▸ Exercise description
Print the passage below on analyzing personal beliefs about adult education in full, word for word.

▸ Excerpted text
We discuss a variety of related concepts and potential problems, and then I suggest how students might use such information in constructing their own personal philosophy. I point out that, in another source, Apps (1982a) suggests there are at least four phases in a process of analyzing personal beliefs: (a) the identification of beliefs held about adult education or adults as learners, (b) searching for contradictions among the beliefs held, (c) discovering personal, institutional, or social/cultural bases for at least the most important beliefs, and (c) making judgments about any bases for the particular beliefs held. Such a filtering or screening technique usually results in a much clearer understanding of what are a person's most important beliefs.

▸ Dataset extract
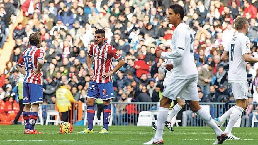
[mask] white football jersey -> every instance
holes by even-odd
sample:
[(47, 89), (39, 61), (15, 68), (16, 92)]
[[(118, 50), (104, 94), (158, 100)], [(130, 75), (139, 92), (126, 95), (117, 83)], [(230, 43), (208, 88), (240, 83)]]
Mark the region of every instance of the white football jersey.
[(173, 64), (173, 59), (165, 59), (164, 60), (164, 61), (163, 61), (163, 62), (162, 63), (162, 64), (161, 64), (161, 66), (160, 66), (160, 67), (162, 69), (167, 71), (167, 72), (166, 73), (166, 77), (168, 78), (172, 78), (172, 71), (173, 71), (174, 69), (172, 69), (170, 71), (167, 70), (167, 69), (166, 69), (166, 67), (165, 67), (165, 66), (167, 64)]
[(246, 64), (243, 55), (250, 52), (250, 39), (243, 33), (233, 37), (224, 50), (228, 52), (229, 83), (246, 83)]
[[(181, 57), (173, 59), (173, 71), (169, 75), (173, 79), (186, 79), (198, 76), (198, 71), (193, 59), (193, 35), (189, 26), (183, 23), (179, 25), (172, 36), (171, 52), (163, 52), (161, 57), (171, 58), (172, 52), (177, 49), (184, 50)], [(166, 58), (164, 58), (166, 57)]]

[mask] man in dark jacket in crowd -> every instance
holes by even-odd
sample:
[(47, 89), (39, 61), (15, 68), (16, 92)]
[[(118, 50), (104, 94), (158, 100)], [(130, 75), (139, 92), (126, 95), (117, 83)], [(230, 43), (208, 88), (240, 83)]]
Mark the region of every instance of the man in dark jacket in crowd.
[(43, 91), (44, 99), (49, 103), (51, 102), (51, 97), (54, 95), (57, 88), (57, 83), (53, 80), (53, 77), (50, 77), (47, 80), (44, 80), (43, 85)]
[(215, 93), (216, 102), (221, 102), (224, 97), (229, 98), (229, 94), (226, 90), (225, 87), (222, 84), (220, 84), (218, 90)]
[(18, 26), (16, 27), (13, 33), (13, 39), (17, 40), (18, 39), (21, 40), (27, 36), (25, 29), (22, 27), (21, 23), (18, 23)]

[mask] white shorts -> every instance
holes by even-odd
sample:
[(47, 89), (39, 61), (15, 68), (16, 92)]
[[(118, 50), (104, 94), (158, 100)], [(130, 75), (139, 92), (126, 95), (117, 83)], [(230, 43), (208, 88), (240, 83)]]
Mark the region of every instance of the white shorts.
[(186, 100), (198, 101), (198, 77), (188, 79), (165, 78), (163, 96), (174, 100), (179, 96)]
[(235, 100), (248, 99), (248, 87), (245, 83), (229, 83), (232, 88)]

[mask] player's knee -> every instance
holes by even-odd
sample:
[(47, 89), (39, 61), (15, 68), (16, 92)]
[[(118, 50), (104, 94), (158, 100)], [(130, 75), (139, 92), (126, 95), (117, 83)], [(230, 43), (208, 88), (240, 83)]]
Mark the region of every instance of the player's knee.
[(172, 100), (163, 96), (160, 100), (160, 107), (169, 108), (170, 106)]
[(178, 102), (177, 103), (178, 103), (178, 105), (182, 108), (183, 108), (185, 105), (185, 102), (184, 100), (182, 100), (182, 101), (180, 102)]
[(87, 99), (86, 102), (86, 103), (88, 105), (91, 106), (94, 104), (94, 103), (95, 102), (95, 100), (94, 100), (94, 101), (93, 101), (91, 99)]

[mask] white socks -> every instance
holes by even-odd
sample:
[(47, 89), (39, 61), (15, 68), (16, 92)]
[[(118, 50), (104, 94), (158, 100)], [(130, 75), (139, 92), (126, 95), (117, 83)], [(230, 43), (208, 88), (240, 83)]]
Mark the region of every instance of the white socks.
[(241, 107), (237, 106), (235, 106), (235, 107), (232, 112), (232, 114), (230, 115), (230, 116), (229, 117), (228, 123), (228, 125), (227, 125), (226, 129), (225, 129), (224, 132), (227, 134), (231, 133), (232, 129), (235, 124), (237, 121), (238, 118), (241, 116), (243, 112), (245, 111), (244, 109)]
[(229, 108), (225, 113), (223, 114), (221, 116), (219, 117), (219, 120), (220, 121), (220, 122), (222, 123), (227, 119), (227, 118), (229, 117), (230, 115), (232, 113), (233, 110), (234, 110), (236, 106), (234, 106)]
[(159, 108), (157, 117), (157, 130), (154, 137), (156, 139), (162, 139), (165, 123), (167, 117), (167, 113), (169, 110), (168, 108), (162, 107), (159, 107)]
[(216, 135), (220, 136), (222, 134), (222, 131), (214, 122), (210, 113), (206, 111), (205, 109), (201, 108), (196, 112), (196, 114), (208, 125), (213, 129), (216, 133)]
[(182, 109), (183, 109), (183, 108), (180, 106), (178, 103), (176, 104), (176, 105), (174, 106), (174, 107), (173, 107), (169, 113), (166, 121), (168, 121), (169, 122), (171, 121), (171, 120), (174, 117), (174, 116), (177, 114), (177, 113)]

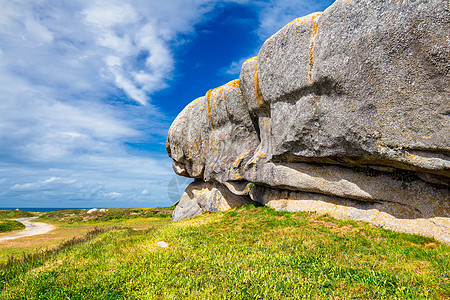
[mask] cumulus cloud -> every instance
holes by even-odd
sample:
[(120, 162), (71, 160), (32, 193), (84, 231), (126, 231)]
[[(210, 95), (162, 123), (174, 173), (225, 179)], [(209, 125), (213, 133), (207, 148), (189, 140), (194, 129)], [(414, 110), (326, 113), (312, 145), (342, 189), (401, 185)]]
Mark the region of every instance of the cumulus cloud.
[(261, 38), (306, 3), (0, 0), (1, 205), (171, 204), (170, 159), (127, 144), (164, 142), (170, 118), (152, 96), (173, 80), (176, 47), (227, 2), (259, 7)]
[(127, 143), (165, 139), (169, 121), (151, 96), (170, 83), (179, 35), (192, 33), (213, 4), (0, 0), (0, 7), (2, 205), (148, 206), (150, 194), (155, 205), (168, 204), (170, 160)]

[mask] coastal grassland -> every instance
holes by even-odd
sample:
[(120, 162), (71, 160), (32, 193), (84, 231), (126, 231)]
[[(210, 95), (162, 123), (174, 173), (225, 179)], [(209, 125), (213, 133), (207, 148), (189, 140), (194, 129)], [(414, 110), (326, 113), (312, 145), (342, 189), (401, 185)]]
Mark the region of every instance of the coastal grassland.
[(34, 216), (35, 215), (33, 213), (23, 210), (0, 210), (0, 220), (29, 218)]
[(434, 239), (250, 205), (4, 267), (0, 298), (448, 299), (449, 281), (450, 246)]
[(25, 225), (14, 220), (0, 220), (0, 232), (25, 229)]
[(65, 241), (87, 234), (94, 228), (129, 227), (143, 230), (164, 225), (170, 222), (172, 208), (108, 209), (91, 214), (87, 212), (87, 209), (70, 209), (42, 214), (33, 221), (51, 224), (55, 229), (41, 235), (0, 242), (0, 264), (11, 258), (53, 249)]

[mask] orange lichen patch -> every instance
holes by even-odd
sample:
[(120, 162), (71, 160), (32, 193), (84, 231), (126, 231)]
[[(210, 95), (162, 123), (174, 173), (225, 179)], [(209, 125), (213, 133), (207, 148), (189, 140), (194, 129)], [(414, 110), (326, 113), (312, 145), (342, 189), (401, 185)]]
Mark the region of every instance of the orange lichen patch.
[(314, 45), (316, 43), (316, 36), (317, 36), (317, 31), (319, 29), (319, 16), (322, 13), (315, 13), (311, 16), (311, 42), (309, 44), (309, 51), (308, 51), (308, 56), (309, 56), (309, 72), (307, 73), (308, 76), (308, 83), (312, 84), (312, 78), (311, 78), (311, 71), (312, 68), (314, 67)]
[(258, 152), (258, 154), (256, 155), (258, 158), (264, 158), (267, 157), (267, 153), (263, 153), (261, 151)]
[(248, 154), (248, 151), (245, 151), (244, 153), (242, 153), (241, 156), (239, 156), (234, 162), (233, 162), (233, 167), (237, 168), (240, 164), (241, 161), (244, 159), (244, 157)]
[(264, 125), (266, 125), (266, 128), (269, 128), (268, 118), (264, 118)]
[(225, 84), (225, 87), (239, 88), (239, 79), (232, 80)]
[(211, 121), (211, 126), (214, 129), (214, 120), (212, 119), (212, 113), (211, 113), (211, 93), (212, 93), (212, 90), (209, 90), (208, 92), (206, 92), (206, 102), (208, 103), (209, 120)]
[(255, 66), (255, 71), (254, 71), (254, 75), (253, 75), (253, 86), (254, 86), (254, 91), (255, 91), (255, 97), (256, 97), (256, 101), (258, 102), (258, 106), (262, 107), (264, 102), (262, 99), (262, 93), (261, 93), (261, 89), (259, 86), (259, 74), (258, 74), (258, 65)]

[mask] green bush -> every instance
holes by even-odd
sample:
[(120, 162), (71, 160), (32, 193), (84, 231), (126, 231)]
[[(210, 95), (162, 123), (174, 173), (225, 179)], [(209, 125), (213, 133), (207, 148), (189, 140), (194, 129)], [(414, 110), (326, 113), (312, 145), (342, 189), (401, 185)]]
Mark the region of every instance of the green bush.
* * *
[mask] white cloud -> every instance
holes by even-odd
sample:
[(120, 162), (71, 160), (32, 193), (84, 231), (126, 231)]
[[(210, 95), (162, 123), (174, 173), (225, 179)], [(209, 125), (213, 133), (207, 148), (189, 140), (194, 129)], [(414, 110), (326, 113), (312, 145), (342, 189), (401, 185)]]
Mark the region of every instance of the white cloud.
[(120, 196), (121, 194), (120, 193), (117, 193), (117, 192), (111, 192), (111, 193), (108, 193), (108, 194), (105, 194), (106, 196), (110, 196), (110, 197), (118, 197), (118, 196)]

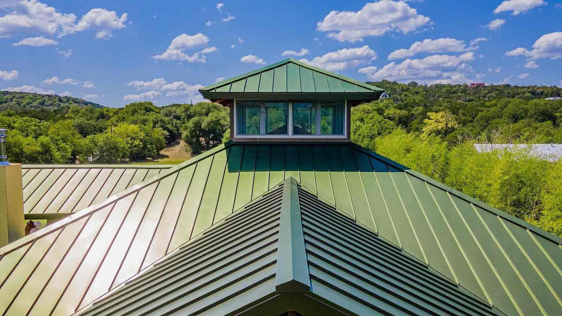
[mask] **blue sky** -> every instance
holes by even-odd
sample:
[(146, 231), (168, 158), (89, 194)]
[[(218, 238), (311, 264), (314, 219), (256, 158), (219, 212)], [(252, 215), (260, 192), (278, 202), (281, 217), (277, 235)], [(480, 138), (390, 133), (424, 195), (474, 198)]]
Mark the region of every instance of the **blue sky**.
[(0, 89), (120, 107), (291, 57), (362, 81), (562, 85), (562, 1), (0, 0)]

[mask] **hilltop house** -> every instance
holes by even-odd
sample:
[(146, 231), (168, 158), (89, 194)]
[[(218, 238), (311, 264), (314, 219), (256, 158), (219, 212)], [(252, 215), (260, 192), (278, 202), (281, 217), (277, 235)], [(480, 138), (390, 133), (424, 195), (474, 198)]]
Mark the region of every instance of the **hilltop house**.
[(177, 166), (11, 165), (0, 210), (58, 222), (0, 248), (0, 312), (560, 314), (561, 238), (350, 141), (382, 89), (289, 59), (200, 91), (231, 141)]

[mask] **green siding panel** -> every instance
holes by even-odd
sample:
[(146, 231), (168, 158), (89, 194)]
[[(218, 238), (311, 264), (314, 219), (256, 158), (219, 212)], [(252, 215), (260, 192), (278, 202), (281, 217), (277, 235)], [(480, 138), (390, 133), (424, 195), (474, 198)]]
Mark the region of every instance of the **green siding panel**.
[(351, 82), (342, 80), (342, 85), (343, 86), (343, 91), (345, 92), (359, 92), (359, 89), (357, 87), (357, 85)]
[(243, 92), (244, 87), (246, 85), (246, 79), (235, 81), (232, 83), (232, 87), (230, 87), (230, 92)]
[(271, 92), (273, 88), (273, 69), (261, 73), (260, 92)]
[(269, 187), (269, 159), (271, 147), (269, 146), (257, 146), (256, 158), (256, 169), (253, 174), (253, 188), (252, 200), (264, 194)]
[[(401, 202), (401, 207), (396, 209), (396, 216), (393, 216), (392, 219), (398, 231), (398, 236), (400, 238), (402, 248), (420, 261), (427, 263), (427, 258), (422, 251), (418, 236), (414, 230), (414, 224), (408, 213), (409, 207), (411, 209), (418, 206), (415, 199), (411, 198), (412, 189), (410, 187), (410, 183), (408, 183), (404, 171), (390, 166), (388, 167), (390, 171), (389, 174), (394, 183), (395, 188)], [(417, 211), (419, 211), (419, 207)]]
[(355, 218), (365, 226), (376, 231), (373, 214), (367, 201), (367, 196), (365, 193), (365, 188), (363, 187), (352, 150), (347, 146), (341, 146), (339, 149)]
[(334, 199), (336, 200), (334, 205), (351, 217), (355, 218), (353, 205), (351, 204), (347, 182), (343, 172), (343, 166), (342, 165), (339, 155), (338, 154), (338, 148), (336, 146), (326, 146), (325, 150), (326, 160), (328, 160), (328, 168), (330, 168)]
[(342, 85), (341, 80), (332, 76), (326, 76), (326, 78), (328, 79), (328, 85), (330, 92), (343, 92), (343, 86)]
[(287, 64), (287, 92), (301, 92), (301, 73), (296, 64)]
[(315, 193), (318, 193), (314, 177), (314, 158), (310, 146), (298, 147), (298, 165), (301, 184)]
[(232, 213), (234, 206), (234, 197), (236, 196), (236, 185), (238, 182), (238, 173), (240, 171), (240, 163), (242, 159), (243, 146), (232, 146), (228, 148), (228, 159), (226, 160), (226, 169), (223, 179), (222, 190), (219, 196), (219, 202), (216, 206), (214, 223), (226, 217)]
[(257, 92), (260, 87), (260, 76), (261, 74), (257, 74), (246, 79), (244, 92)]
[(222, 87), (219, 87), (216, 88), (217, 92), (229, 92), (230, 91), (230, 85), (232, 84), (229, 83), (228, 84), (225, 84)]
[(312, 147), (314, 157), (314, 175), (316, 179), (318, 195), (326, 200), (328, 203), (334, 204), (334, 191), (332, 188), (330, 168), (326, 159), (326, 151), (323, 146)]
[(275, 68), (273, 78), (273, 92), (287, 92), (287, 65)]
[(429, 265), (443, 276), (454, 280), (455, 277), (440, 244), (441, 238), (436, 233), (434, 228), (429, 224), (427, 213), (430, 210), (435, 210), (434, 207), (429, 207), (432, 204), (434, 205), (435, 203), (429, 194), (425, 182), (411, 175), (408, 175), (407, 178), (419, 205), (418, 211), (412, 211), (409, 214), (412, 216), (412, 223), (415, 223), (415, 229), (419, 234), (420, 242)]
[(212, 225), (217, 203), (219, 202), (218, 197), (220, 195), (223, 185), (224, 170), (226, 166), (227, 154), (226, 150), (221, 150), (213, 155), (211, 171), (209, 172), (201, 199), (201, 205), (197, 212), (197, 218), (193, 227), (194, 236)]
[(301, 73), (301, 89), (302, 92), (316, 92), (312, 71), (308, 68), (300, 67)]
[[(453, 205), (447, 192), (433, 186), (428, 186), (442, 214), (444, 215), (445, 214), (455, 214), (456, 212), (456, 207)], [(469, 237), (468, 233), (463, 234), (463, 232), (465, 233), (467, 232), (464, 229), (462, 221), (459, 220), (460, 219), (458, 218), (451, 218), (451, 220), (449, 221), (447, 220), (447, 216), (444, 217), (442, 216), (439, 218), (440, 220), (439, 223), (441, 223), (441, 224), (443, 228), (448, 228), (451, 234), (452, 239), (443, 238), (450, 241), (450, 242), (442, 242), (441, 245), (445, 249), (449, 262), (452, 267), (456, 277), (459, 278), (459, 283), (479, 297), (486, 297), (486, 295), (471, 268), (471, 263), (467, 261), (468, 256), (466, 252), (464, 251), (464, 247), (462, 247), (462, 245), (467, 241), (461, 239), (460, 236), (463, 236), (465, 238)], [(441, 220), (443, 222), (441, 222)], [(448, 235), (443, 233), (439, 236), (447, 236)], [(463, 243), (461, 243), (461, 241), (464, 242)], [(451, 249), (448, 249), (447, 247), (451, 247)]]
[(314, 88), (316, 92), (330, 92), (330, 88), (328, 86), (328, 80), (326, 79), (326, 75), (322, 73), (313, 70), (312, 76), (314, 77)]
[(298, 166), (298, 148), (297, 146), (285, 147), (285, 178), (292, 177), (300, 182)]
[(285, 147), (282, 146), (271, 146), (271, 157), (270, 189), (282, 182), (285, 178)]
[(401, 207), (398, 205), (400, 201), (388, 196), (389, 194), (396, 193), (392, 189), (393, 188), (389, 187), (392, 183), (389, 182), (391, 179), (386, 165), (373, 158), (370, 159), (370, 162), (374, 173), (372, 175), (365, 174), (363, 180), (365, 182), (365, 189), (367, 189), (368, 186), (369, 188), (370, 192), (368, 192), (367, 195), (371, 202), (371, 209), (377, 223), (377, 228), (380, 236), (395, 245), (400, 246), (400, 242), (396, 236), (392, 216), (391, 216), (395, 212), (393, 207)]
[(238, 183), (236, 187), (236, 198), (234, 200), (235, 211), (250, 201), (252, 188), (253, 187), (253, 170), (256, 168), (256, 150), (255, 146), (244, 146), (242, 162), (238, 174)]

▸ Full answer
We discuss a variety of related concepts and potential problems, and then I suggest how students might use such information in constructing their own personal philosophy. I point out that, in another source, Apps (1982a) suggests there are at least four phases in a process of analyzing personal beliefs: (a) the identification of beliefs held about adult education or adults as learners, (b) searching for contradictions among the beliefs held, (c) discovering personal, institutional, or social/cultural bases for at least the most important beliefs, and (c) making judgments about any bases for the particular beliefs held. Such a filtering or screening technique usually results in a much clearer understanding of what are a person's most important beliefs.